**Problems and tasks**
1. From the article below on the church and China, list every method the text describes for getting Christian literature into China.
2. Using the article below on the church and China, decide whether each statement agrees with the text. Answer yes or no, and quote the words that decide it.
(a) The announcement on normalizing relations was made on December 15, 1978.
(b) Mailing Bibles proved to be a very productive method.
(c) The balloons carrying Christian literature were launched from an offshore island near Taiwan.

**Text provided**
• • • •

The Church and China: Building New Barriers?

Are we beginning anew the weary round of stereotyped evangelism?

Since president Carter’s electrifying announcement on December 15, 1978, that the United States would normalize relations with the People’s Republic of China, evangelical Christians have been praying for an “open door” to help meet the spiritual needs of that vast country. If anything, they have been more euphoric than even commercial and industrial interests; the expression of their zeal lacks only an equivalent of the Canton Trade Fair, the annual mecca of business groups.

What kinds of things have evangelicals been doing during the past year to prepare for potential new openings in the Middle Kingdom? Of prime importance are accelerated efforts to get Christian literature to house church gatherings. Many Bibles and copies of the devotional book Streams in the Desert have been carried in by Chinese and foreign tourists, whose supply—sometimes sizeable—has been undetected or simply not taken by Chinese customs officials. Professional couriers who, by their many trips across the border are familiar with search procedures, make regular trips and turn Bibles over to contacts in Canton; these then pass them on to church groups far in the interior by a kind of “underground railroad.” Less frequently, actual smuggling occurs along borders between China and its neighbors to the southeast. Some Bibles have been mailed to those requesting them, but this has not proven to be very productive. One bizarre distribution effort was made in late December 1978, using balloons launched from an offshore island near Taiwan to airlift Christian literature into China.

• • • •

**Given data**
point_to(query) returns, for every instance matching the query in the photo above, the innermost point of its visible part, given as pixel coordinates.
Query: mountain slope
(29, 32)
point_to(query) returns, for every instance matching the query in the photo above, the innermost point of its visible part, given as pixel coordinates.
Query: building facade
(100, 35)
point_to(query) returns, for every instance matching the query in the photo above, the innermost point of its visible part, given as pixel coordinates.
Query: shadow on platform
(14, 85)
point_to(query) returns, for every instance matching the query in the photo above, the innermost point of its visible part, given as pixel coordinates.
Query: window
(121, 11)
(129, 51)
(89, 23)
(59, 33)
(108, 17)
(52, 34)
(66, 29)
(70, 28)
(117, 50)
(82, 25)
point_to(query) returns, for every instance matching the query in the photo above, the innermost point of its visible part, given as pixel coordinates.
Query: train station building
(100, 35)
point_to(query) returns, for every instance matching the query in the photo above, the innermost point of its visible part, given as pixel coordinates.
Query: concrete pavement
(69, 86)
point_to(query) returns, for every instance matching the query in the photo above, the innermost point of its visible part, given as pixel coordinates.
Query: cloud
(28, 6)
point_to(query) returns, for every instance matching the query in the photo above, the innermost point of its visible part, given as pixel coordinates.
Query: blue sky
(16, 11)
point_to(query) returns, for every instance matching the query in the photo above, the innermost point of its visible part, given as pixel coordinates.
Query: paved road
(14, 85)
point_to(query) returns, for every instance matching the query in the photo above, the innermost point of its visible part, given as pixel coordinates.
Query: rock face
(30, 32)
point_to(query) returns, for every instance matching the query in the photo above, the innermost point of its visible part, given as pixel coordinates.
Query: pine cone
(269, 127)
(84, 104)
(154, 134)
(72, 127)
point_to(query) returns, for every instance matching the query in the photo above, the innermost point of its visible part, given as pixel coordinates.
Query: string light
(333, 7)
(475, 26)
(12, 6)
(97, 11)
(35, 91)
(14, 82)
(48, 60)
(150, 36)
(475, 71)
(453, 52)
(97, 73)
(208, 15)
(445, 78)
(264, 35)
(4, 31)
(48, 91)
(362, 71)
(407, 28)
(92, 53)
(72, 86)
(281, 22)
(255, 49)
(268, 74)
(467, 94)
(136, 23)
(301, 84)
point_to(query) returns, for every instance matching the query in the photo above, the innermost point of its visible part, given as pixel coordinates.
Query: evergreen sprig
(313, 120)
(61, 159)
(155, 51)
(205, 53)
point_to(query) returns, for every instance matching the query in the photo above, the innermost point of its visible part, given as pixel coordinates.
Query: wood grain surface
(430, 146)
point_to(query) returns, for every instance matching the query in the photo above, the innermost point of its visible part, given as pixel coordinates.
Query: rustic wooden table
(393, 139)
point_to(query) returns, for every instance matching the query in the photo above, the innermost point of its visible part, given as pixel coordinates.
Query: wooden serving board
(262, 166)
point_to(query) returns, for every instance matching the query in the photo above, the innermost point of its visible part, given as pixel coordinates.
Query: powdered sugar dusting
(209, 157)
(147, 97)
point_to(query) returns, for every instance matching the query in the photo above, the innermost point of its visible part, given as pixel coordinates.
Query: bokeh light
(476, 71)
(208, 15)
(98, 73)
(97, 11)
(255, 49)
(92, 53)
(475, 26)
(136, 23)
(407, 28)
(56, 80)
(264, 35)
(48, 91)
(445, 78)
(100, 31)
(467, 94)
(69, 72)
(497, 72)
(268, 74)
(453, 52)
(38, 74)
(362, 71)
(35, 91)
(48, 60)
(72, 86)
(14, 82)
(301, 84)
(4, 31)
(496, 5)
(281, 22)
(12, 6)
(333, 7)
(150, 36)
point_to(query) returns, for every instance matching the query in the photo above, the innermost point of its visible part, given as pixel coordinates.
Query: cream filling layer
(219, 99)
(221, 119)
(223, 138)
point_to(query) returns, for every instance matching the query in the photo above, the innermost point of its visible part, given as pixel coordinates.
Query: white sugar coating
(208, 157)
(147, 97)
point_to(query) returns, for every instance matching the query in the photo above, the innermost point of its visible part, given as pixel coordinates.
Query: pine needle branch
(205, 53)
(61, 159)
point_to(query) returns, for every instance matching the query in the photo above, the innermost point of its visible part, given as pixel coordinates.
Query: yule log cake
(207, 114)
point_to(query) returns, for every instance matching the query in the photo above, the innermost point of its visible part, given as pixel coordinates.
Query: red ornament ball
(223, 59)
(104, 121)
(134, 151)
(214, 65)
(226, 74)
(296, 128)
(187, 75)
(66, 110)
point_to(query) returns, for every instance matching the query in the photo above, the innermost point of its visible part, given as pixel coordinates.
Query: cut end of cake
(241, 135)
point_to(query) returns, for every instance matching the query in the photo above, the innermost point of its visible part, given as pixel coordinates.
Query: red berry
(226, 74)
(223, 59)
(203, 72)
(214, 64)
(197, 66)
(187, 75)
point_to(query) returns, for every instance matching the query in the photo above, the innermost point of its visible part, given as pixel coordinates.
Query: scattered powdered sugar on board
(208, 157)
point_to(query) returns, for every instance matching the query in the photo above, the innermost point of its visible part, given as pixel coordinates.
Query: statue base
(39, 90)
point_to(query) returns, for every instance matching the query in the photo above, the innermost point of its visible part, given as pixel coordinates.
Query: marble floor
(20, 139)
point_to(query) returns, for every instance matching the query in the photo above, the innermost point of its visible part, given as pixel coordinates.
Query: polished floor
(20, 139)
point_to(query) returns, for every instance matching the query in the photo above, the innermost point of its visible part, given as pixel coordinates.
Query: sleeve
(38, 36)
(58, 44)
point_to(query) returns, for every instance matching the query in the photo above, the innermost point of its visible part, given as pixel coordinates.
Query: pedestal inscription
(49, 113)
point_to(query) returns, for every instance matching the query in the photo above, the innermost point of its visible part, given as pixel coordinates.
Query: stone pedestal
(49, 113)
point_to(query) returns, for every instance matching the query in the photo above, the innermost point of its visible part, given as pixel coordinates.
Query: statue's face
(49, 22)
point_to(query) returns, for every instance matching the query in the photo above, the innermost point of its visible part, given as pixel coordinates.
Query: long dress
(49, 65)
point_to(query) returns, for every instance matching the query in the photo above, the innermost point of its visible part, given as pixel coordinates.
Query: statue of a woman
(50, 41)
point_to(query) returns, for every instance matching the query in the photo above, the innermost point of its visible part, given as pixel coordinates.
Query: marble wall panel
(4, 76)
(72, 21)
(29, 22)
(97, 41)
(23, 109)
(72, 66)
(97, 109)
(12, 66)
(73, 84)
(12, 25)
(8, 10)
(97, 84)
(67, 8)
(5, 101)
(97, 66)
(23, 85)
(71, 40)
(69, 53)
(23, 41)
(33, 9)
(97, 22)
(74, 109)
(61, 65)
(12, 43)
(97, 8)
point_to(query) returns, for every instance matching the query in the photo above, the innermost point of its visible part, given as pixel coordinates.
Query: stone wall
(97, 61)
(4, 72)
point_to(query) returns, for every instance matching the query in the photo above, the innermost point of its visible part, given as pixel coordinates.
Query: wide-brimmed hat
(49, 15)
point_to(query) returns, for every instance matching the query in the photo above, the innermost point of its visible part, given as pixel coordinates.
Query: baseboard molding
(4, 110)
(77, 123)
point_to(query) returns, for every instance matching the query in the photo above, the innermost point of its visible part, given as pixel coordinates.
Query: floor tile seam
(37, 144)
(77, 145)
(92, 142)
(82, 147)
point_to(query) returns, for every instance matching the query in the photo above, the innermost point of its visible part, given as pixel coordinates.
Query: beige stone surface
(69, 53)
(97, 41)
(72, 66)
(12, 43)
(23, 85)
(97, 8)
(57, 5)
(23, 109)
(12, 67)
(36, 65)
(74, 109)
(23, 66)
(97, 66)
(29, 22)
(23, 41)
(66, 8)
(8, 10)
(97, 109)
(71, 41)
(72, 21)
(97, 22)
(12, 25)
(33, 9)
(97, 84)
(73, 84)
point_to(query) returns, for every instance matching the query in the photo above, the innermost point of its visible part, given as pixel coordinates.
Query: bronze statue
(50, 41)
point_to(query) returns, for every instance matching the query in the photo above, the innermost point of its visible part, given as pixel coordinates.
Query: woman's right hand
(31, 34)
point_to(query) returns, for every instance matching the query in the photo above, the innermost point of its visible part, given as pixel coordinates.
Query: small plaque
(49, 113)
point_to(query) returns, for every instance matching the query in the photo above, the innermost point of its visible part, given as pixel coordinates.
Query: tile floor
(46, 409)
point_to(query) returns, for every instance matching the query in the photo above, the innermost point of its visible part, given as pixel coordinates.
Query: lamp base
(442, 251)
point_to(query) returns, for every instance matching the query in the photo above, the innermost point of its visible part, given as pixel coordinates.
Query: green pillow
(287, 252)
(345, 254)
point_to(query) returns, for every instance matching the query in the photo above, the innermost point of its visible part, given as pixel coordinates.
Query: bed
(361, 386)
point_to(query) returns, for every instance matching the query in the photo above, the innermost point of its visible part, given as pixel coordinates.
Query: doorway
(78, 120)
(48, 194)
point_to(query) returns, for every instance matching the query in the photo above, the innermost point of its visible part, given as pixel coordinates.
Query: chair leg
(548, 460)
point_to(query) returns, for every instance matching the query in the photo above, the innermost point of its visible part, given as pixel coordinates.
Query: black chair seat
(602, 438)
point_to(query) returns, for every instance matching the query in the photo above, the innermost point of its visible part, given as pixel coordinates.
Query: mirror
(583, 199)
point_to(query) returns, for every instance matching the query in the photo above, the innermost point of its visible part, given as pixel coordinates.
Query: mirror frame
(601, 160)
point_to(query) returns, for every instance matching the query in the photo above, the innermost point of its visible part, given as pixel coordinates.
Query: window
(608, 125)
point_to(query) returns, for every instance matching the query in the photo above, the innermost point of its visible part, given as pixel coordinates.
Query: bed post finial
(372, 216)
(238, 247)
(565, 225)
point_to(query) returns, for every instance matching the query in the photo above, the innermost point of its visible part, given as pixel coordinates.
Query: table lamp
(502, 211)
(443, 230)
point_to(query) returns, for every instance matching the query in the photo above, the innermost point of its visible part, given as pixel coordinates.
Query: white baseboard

• • • •

**Problem solutions**
1.
- Chinese and foreign tourists carrying Bibles and copies of Streams in the Desert
- Professional couriers handing Bibles to contacts in Canton, who passed them on by a kind of "underground railroad"
- Smuggling along borders between China and its neighbors to the southeast
- Mailing Bibles to those requesting them
- Launching balloons from an offshore island near Taiwan to airlift literature into China

2.
(a) Yes: "president Carter’s electrifying announcement on December 15, 1978"
(b) No: "this has not proven to be very productive"
(c) Yes: "using balloons launched from an offshore island near Taiwan"